• [REQUIREMENT]: Pick up the article arguing that a Saudi nuclear test makes sense right after its final sentence, and keep writing it.

• [SOURCE PASSAGE]:
Why a Saudi nuclear test makes sense

Why a Saudi nuclear test makes sense

No Sunni Reconciliation With Iran Spreading Terror
Fifty Shades of Patriotism
Barack Obama’s war in Syria could be a sideshow

Saudi Arabia may be facing its biggest challenges yet ever since the unification of the Kingdom in 1930.

Inside the country, an uprising of the Shia community on its Eastern shores persists, and its ageing leadership is forcing a transition, which, by all accounts, is fraught with pushbacks and dissension by the Royals.

On the foreign front, the Kingdom has failed to unseat Assad, and its strongest ally, the US, is twisting its arms to strike a deal with Iran to co-exist geographically while giving the Mullahs the leeway to define their sphere of influence along the faulty lines of sectarianism. Remember Lebanon? A minority, we refer to as Hezbollah, has terrorized the majority of Lebanese into total submission. Any guess what will happen in Eastern Saudi Arabia once the Mullahs, with Obama?s blessing, start to interfere.

• [LISTED RECORDS]:
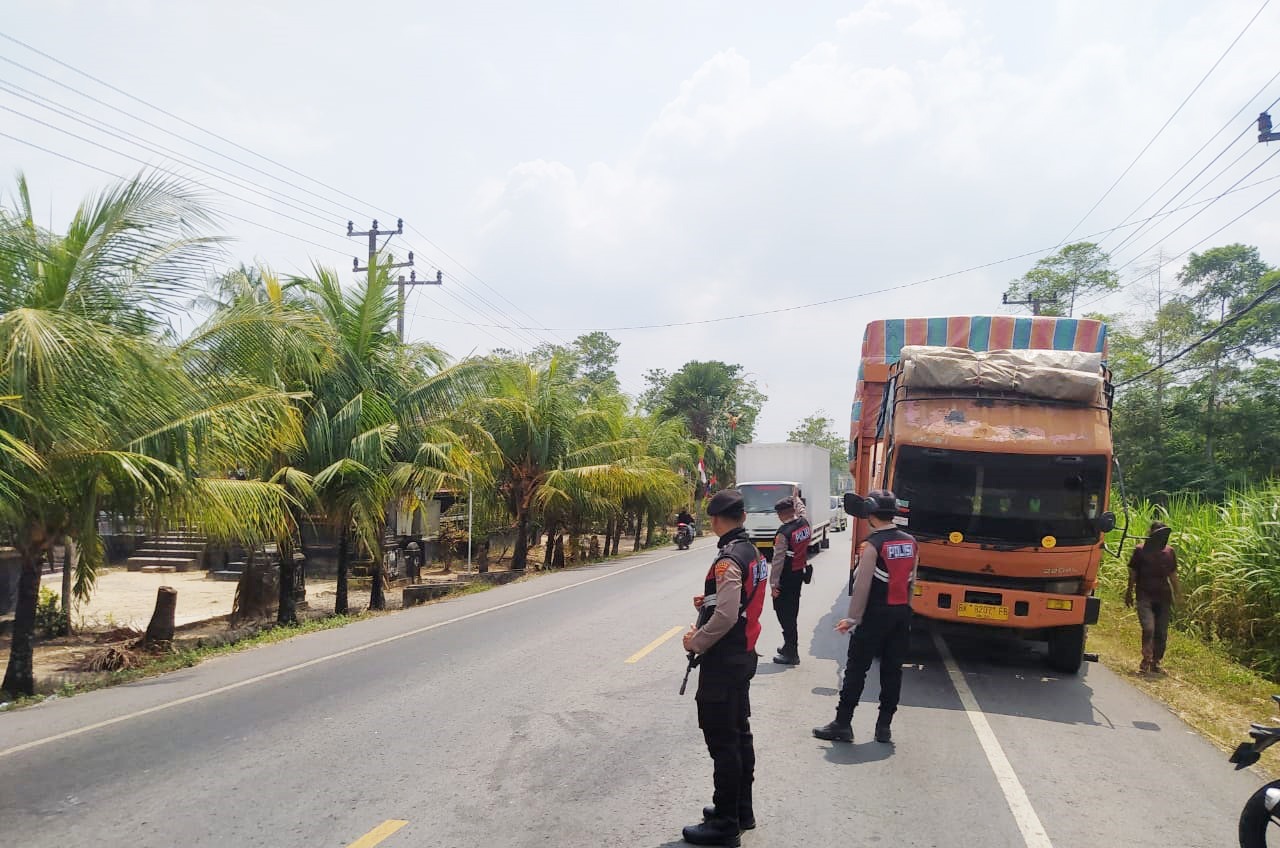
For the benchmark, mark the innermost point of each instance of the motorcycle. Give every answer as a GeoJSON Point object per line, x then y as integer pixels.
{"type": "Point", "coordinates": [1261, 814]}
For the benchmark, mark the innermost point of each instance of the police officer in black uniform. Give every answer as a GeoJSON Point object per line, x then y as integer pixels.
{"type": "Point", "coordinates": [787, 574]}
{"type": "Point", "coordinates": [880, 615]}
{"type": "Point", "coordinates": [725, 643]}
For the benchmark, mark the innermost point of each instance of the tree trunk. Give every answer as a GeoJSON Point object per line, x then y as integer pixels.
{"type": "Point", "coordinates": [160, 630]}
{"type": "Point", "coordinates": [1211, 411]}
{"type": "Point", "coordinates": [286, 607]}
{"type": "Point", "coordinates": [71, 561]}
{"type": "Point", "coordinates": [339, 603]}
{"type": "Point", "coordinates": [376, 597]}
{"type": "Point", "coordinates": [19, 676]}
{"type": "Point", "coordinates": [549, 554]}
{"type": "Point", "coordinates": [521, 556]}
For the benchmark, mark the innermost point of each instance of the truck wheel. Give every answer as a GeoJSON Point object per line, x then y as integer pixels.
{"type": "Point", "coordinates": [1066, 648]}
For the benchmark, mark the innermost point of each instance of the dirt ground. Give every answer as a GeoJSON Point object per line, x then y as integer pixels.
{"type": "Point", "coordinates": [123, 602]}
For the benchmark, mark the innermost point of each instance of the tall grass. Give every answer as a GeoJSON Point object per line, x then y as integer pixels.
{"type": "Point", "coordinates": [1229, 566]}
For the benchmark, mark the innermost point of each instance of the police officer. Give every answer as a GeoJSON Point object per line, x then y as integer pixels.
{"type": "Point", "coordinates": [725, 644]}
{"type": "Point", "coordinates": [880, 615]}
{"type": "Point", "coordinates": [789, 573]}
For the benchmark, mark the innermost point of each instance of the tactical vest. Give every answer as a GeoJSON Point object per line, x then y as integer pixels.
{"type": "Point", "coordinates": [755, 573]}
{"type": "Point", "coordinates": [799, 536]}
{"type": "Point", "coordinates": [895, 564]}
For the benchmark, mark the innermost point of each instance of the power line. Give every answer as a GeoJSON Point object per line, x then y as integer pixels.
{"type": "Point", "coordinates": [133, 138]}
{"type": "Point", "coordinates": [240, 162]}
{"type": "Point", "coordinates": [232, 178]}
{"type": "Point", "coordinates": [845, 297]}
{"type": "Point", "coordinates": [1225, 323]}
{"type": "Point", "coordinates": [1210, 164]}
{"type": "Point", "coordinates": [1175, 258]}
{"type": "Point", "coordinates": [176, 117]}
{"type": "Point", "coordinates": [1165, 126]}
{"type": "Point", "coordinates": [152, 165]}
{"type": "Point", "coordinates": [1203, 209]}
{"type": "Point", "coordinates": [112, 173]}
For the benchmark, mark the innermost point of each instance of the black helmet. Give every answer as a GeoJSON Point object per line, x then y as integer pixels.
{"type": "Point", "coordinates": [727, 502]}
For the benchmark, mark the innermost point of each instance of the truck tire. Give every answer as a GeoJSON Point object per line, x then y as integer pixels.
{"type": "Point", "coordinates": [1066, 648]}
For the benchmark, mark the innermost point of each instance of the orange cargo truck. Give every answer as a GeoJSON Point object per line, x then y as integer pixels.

* * *

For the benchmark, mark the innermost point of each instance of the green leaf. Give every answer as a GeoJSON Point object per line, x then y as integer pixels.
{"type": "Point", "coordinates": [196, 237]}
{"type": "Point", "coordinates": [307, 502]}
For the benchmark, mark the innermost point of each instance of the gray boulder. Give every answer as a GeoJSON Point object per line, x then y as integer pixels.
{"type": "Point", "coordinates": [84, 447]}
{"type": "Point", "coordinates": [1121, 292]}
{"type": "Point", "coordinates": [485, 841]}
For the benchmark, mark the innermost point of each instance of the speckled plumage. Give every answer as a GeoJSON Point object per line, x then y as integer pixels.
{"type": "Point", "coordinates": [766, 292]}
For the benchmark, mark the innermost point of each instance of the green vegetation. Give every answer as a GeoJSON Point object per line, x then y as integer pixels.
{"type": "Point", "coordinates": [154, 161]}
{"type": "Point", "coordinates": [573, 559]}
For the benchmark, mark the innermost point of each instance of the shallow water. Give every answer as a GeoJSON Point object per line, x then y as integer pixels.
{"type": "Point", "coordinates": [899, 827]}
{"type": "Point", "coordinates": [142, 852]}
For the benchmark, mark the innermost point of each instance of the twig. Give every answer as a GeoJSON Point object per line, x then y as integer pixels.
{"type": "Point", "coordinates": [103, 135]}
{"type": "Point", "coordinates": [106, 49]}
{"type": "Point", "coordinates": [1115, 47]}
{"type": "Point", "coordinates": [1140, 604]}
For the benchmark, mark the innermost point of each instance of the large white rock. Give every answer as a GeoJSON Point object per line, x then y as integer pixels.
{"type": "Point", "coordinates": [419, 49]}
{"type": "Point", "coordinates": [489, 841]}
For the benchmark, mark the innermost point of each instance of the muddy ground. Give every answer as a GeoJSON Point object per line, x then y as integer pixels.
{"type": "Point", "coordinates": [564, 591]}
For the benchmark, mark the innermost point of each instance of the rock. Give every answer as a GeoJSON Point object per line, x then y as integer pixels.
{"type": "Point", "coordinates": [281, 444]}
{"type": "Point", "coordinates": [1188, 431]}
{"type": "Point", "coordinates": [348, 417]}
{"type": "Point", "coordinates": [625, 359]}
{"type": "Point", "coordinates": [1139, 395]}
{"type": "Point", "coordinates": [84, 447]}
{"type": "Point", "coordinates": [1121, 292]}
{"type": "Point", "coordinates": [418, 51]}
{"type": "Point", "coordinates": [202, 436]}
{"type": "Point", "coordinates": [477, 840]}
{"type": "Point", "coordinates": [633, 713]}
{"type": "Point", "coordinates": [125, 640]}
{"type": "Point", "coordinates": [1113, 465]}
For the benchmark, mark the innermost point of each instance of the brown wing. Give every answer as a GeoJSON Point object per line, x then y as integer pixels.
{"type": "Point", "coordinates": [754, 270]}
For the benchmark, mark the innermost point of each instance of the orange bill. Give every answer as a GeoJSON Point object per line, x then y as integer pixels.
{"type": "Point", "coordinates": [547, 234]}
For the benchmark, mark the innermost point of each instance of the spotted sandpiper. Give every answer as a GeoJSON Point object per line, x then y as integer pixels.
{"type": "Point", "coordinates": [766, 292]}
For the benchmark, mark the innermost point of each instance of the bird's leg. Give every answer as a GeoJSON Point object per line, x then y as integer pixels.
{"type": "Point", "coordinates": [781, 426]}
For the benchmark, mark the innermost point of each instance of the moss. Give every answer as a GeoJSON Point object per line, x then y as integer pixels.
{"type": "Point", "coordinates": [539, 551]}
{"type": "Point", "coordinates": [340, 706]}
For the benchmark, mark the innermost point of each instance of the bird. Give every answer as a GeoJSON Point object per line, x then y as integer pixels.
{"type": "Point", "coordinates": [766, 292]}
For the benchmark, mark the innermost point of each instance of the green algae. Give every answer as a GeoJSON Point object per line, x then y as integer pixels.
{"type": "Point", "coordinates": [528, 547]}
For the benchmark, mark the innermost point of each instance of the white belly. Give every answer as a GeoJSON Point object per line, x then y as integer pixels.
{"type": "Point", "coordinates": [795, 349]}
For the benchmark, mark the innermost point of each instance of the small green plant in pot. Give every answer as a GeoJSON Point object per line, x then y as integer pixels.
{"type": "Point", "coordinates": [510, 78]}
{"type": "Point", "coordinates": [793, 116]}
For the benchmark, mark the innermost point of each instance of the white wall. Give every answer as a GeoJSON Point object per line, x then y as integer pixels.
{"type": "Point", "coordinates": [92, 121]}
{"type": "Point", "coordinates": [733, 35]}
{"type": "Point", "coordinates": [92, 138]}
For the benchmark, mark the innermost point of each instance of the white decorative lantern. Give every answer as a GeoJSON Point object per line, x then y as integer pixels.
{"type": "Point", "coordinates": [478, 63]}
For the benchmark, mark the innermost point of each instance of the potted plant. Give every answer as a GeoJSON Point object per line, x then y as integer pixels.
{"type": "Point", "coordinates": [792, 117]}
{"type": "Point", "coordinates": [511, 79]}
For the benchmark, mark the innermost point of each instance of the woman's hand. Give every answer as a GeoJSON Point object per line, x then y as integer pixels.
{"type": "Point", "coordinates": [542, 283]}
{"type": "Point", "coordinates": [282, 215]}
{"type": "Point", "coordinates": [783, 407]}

• [EXPECTED ANSWER]:
Each of these cases has Saudi Arabia under immense duress that I am certain the leadership grasps its defining moment. However, the answer to these internal and external pressure points remain anchored in predictable and slow moving Saudi strategic moves.

As far as Saudi Arabia negotiating with Iran, the country is at a disadvantage from the get go. If Iran proposes a solution to the Shia in Saudi Arabia, can the Saudi propose a solution to the Ahwazis in Iran? Not really, their threat levels make them unequal in their value, and value to the opposing party is what ultimately drives negotiations.

The Mullahs will stand firm on Assad and will concentrate on corralling the Shia communities across the Gulf smaller nations under Iranian hegemony the way they did it in Iraq, before they unleash them the way they did it in Lebanon.

In short, Saudi Arabia has no cards to play given that Assad is not the one under siege, which means Mr. Obama is about to hand Iran another victory that would insure further destabilization of the region.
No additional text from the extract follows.